--- Directions ---
Continue the patch that makes the _dlt_loads write retryable from the point where it stops.

--- Text section ---
==========

From bd3b4496ff2b6189895160eac4de701a1a7055e1 Mon Sep 17 00:00:00 2001
From: Nico Ritschel <ritschel@gmail.com>
Date: Tue, 10 Feb 2026 18:58:50 -0800
Subject: [PATCH 2/3] fix: make _dlt_loads write retryable and idempotent

---
 src/dlt_iceberg/destination_client.py  | 86 +++++++++++++++++++++--
 tests/test_load_metadata_resilience.py | 97 ++++++++++++++++++++++++++
 2 files changed, 178 insertions(+), 5 deletions(-)
 create mode 100644 tests/test_load_metadata_resilience.py

diff --git a/src/dlt_iceberg/destination_client.py b/src/dlt_iceberg/destination_client.py
index b72be48..d3c12ca 100644
--- a/src/dlt_iceberg/destination_client.py
+++ b/src/dlt_iceberg/destination_client.py
@@ -34,6 +34,7 @@
     NoSuchTableError,
     NoSuchNamespaceError,
 )
+from pyiceberg.expressions import EqualTo
 
 from .schema_converter import convert_dlt_to_iceberg_schema
 from .partition_builder import build_partition_spec
@@ -578,8 +579,74 @@ def _store_completed_load(self, catalog, load_id: str) -> None:
             }
         )
 
+        for attempt in range(self.config.max_retries):
+            try:
+                loads_table = self._get_or_create_loads_table(
+                    catalog, identifier, loads_table_name, load_row
+                )
+
+                # Idempotency: if this load_id was already recorded, do nothing.
+                if self._load_record_exists(loads_table, load_id):
+                    logger.info(f"Load {load_id} already recorded in {identifier}")
+                    return
+
+                expected_schema = schema_to_pyarrow(loads_table.schema())
+                casted_row = cast_table_safe(load_row, expected_schema, strict=False)
+                loads_table.append(casted_row)
+                return
+
+            except Exception as e:
+                retryable = is_retryable_error(e)
+
+                # Ambiguous write handling: append may have succeeded but client saw an error.
+                # Read-after-error: if record exists now, treat as success.
+                if self._load_record_exists_in_catalog(catalog, identifier, load_id):
+                    logger.warning(
+                        f"Encountered error while recording load {load_id} but record exists; "
+                        f"treating as success: {e}"
+                    )
+                    return
+
+                log_error_with_context(
+                    e,
+                    operation=f"record load in {identifier}",
+                    table_name=loads_table_name,
+                    attempt=attempt + 1,
+                    max_attempts=self.config.max_retries,
+                    include_traceback=not retryable,
+                )

==========

Entries from an annotation dataset
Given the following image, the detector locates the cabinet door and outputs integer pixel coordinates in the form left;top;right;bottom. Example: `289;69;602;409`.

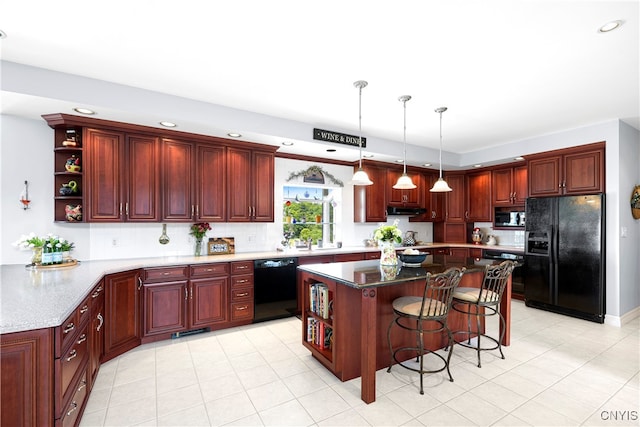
84;129;124;222
227;148;251;222
491;168;513;206
513;165;529;206
162;139;195;222
124;135;160;222
563;150;604;194
89;281;105;388
386;169;421;207
465;171;491;222
353;166;387;222
444;174;466;222
143;280;188;337
195;145;227;222
528;156;562;197
0;328;54;426
251;151;275;222
189;277;229;328
104;271;141;361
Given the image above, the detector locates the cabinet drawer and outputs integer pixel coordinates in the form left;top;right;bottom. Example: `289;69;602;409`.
231;274;253;288
55;324;89;414
60;369;88;427
231;261;253;274
231;302;253;321
191;262;229;277
143;265;189;283
231;287;253;302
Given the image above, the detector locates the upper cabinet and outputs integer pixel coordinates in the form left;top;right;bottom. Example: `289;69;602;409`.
528;142;605;197
491;164;528;206
465;170;491;222
227;147;275;222
43;114;277;226
386;169;424;208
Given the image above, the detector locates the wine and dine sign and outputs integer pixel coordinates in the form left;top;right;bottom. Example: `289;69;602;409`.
313;128;367;148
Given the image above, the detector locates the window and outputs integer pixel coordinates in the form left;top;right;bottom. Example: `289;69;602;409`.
282;186;341;245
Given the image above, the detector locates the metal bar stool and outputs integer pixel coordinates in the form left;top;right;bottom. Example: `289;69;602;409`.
451;260;515;368
387;268;464;394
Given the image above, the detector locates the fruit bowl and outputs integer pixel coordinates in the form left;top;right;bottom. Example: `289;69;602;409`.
398;252;428;266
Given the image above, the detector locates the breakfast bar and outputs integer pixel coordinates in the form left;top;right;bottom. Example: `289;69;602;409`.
298;255;511;403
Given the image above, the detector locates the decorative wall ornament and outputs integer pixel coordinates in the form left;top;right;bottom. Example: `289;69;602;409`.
287;166;344;187
631;185;640;219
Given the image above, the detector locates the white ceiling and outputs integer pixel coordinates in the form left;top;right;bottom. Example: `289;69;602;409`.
0;0;640;169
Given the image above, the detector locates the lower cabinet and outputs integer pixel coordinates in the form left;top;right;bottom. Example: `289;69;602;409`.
142;263;229;342
0;328;54;426
103;270;142;362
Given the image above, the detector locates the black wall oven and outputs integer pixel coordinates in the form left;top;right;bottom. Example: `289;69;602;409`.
482;249;524;300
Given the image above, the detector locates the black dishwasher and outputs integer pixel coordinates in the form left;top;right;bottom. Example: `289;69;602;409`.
253;258;298;322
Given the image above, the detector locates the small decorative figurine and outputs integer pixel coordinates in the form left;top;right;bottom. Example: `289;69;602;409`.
64;154;82;173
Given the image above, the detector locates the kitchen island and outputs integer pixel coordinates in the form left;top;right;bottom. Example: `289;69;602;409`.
298;255;511;403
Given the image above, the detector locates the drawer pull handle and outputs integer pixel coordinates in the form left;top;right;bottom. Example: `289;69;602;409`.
96;313;104;332
67;402;78;417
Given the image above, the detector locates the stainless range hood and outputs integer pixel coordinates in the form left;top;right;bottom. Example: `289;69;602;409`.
387;206;427;215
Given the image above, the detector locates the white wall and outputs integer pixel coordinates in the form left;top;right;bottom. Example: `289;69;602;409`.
0;115;640;324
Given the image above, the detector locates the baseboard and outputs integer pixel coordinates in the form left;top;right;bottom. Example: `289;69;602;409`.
604;306;640;328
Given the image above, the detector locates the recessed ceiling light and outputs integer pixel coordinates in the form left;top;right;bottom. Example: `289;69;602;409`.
73;107;96;116
598;20;622;33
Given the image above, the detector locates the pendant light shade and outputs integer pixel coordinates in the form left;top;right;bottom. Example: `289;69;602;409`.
429;107;453;193
393;95;417;190
351;80;373;185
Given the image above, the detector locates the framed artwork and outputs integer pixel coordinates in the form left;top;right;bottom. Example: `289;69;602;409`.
207;237;236;255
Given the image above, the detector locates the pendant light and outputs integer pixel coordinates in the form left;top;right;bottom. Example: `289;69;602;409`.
429;107;453;193
393;95;417;190
351;80;373;185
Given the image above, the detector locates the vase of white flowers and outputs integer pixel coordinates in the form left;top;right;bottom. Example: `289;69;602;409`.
373;220;402;265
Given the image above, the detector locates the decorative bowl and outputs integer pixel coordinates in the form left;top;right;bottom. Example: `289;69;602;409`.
398;252;428;265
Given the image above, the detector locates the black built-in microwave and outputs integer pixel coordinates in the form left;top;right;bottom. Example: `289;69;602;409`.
493;208;526;228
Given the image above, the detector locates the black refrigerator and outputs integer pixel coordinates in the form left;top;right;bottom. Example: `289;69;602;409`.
523;194;605;323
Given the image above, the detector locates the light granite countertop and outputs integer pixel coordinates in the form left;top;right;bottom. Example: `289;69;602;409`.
0;243;523;334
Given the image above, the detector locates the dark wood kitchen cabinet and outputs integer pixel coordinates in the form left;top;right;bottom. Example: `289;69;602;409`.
83;128;160;222
87;280;105;388
386;168;424;208
491;164;529;206
227;147;275;222
465;170;492;222
0;328;54;426
528;142;605;197
103;270;142;362
353;164;393;222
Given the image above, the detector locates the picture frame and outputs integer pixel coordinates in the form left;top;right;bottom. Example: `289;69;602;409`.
207;237;236;255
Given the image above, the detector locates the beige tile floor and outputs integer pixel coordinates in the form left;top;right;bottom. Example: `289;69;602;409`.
81;301;640;426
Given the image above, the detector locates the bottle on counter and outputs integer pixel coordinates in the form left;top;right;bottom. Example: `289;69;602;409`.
41;240;53;265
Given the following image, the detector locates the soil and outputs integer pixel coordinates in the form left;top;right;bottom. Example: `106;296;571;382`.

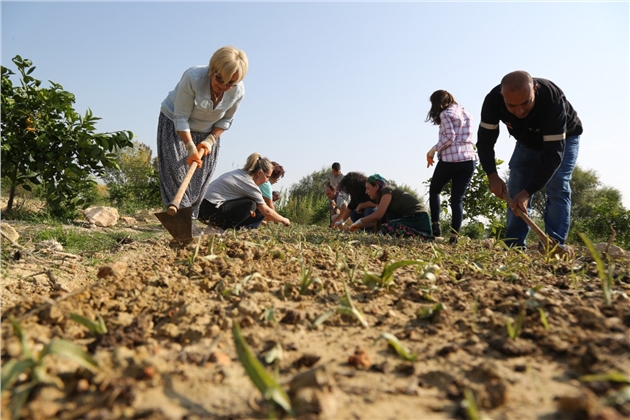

==========

--- Answer to this task ---
+
+                if not retryable:
+                    error_msg = get_user_friendly_error_message(
+                        e, f"record load metadata in table {identifier}"
+                    )
+                    raise RuntimeError(error_msg) from e
+
+                if attempt >= self.config.max_retries - 1:
+                    error_msg = get_user_friendly_error_message(
+                        e,
+                        f"record load metadata in table {identifier} after "
+                        f"{self.config.max_retries} attempts",
+                    )
+                    raise RuntimeError(error_msg) from e
+
+                sleep_time = self.config.retry_backoff_base ** attempt
+                logger.info(
+                    f"Retrying load metadata write after {sleep_time}s "
+                    f"(attempt {attempt + 2}/{self.config.max_retries})"
+                )
+                time.sleep(sleep_time)
+
+    def _get_or_create_loads_table(
+        self,
+        catalog,
+        identifier: str,
+        loads_table_name: str,
+        load_row: pa.Table,
+    ):
+        """Load the internal _dlt_loads table, creating it if needed."""
         try:
-            loads_table = catalog.load_table(identifier)
+            return catalog.load_table(identifier)
         except NoSuchTableError:
             from pyiceberg.partitioning import PartitionSpec
 
@@ -592,11 +659,20 @@ def _store_completed_load(self, catalog, load_id: str) -> None:
                 schema=loads_schema,
                 partition_spec=PartitionSpec(),
             )
-            loads_table = catalog.load_table(identifier)
+            return catalog.load_table(identifier)
 
-        expected_schema = schema_to_pyarrow(loads_table.schema())
-        casted_row = cast_table_safe(load_row, expected_schema, strict=False)
-        loads_table.append(casted_row)
+    def _load_record_exists(self, loads_table, load_id: str) -> bool:
+        """Check whether a load_id already exists in _dlt_loads."""
+        existing_rows = loads_table.scan(row_filter=EqualTo("load_id", load_id)).to_arrow()
+        return len(existing_rows) > 0
+
+    def _load_record_exists_in_catalog(self, catalog, identifier: str, load_id: str) -> bool:
+        """Best-effort catalog-level existence check for ambiguous write outcomes."""
+        try:
+            loads_table = catalog.load_table(identifier)
+            return self._load_record_exists(loads_table, load_id)
+        except Exception:
+            return False
 
     def _get_merge_strategy(self, table_schema: TTableSchema) -> str:
         """Extract merge strategy from table schema.
diff --git a/tests/test_load_metadata_resilience.py b/tests/test_load_metadata_resilience.py
new file mode 100644
index 0000000..7882100
--- /dev/null
+++ b/tests/test_load_metadata_resilience.py
@@ -0,0 +1,97 @@
+"""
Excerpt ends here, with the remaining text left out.